### AIM
Rewrite the data starting with the line that contains "Guideline: mark the cliff" and going on through the line that contains "[[253, 342], [5, 337]]", keeping every line. Increase each point coordinate in the answers by 87, and leave the sample coordinates unchanged.

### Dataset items
* START *
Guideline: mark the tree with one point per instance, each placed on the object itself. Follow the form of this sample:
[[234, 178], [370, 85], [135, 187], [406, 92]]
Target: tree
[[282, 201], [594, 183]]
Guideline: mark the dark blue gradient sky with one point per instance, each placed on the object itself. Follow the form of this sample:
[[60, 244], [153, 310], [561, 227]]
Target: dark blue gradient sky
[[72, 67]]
* END *
* START *
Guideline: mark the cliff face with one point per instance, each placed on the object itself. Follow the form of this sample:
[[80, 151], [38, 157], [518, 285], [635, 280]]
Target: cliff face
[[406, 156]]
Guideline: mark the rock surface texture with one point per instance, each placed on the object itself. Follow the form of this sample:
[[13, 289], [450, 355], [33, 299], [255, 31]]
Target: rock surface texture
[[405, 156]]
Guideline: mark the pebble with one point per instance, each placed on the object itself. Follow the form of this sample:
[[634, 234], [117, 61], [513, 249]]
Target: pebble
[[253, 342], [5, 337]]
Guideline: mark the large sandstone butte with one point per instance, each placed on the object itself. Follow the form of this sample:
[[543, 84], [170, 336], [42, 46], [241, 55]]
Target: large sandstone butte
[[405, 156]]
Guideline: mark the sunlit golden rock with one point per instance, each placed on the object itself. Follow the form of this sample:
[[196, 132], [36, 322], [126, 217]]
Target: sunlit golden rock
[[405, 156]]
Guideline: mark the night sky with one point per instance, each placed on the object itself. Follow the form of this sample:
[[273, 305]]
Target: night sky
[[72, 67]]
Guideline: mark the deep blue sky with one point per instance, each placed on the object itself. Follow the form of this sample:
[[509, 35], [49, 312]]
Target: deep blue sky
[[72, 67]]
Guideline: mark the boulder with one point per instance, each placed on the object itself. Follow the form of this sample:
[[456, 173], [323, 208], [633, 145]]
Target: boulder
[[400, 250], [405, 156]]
* END *
### EXERCISE OUTPUT
Guideline: mark the cliff face with one point per instance, each placed on the object itself. Follow the form of this sample:
[[80, 151], [38, 157], [518, 285], [635, 280]]
Target: cliff face
[[493, 243]]
Guideline: mark the rock surface texture with one point per instance, each placed on the object itself. Follow the form of this sample:
[[13, 289], [450, 355], [33, 299], [255, 31]]
Target: rock surface texture
[[492, 243]]
Guideline: mark the pebble with one point per instance, each placed on the object itself. Follow the form of this sample:
[[634, 234], [117, 61], [513, 249]]
Target: pebble
[[340, 429], [92, 424]]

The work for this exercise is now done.